:: DATA SECTION ::
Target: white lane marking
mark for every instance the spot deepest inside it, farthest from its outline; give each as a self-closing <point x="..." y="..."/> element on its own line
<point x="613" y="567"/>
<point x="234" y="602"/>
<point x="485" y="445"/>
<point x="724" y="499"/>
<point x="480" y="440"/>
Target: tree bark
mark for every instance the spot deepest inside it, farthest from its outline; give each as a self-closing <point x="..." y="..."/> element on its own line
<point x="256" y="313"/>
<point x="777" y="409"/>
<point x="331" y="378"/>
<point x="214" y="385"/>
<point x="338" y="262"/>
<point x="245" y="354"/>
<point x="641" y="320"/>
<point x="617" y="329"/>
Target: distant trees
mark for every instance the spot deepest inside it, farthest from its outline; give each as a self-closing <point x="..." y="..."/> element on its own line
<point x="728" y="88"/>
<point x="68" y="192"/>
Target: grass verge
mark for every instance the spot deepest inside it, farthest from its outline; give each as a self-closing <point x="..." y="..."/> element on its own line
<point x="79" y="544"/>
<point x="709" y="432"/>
:::
> _ABOUT THIS TASK_:
Beginning with the line in which "Target: distant trees" appears, set down each line through the last one in the listing, unchanged and with no extras.

> _RESPONSE BOX_:
Target: distant trees
mark for every instance the spot deepest inside it, farthest from its outline; give each as a self-closing <point x="..." y="..."/> element on its own line
<point x="728" y="88"/>
<point x="68" y="192"/>
Target: grass verge
mark for every instance the spot deepest inside it, farthest from its outline; give each as a self-closing <point x="..." y="..."/> element on its own line
<point x="79" y="544"/>
<point x="709" y="432"/>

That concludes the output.